* Exercise set
(1) According to the Mother's Day reflection, who sings the song Because You Loved Me?
(2) In the records, transcribe the lines from the line containing "Where can you see the small" up to and including the line containing "column 246, row 211".

[Start Source document]

When I was in my twenties and thirties and starting out as a father, no one ever told me that parenting would be easy. Still, never in my wildest dreams, did I ever imagine the magnitude of the feelings I would encounter as a parent. I certainly was not ready for the exciting and gratifying rollercoaster highs that came from being a parent to our three children. Nor was I ready for the lightening fast decent into the heart-rending fear and lows I have known because of being a parent.

Today is Mother’s Day and I am wise enough that I would never equate being a father with being a mother. Being pregnant, giving birth and all that goes along with it is very miraculous and holds its own unique gifts as well as costs. Yet, we recognize the fact that some men can be very good nurturers and some women can be less adept at nurturing. Clearly, being a parent or for that matter a dedicated parent figure in a child’s life is both gratifying and humbling in so many ways.

The song Because You Loved Me, sung by Kelsy Roe and Caryl Tipton is beautiful and tremendously evocative emotionally. It is easy to understand how it can be sung to mothers and to all those who are nurturing and loving in the way we would all love to experience. In reality, few people can be expected to live up to being that supportive and loving, not even every a mother.

The Sunday of Mother’s Day is not a favorite Sunday for everyone who attends worship services. Indeed some people intentionally avoid church on Mother’s Day. Moreover, to be honest, Mother’s Day can be one of the more difficult Sundays for we who are preachers. We need to take into account the women who wanted to but could never become a mother, and the women who never wanted to become a mother and either did anyway or choose not to.

In addition, there are all the many varied and complicated relationships between mothers and their children. Still, it can be a great day for the many women who wanted to become mothers and who have had relatively positive relationships with their children. It can be a great day too for children to convey their appreciation to their mother, even if they are not 100% grateful. There are plenty of children who are estranged from their parents or who were abandoned by a parent or have some long-standing resentment. The list of possibilities seems endless.

[End Source document]
[Start Extracted material]

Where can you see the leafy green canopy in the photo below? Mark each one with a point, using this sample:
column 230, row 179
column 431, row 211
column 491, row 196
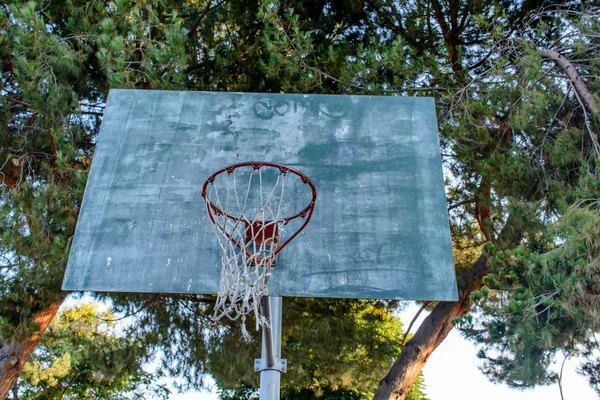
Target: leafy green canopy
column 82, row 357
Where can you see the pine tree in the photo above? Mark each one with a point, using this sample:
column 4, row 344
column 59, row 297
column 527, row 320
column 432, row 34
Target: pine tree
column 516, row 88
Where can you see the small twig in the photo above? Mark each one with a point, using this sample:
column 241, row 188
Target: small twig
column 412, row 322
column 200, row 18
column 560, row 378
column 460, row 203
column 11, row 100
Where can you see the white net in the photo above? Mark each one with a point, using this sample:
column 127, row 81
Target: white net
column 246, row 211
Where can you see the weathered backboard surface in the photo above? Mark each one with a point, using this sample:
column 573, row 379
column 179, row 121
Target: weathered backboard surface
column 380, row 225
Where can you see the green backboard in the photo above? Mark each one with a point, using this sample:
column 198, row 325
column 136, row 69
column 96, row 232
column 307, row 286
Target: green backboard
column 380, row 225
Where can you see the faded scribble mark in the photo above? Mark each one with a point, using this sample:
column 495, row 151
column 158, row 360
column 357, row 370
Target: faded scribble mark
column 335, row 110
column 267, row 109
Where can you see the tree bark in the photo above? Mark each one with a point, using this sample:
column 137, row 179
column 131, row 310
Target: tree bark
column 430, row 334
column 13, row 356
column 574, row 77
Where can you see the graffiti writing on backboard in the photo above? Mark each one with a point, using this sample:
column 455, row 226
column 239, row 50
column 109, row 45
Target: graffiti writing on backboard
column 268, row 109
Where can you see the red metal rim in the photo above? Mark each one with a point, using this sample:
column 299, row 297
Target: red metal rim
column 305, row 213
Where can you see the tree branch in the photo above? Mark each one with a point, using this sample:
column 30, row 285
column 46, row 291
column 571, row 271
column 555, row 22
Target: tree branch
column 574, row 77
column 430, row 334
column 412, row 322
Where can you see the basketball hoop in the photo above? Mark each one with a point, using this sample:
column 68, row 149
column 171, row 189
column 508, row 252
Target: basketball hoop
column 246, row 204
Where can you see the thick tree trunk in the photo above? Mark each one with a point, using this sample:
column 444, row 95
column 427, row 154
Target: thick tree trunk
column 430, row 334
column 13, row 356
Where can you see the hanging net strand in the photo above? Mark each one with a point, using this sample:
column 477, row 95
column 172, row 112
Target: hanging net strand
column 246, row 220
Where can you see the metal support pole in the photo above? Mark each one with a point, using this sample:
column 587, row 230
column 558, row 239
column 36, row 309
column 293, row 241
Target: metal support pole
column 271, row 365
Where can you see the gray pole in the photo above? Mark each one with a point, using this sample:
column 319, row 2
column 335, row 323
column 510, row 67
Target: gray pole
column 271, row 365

[End Extracted material]
[Start Extracted material]

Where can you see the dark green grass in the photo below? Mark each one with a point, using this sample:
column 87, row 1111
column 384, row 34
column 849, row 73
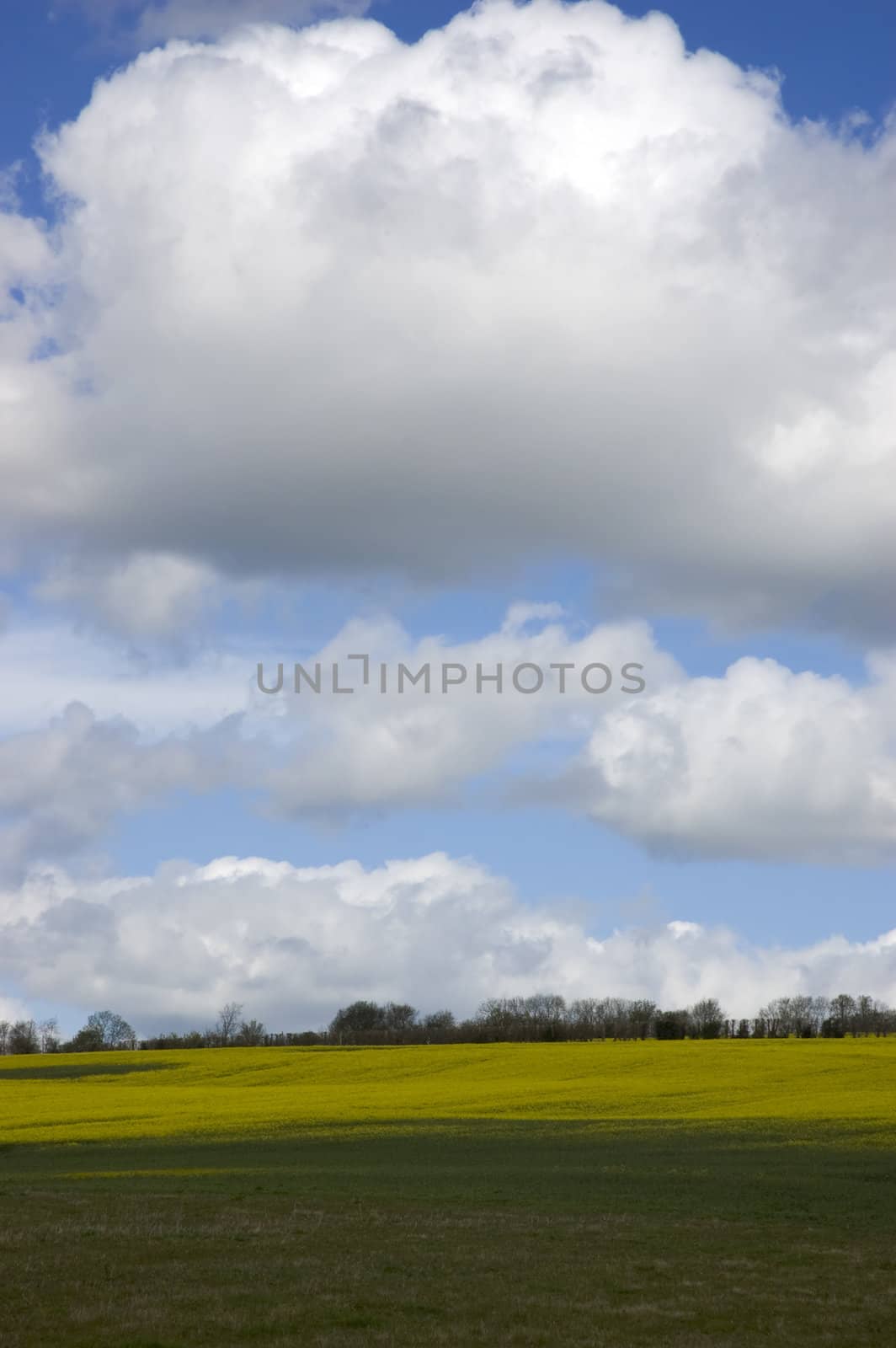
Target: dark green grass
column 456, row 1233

[End Extracted material]

* Correct answers
(1) Kelsy Roe and Caryl Tipton

(2)
Where can you see the small twig in the photo above? Mark each one with a point, using this sample:
column 241, row 188
Target: small twig
column 412, row 322
column 200, row 18
column 560, row 378
column 460, row 203
column 11, row 100
Where can you see the white net in the photo above? Mark each one with a point, using this sample:
column 127, row 81
Target: white net
column 246, row 211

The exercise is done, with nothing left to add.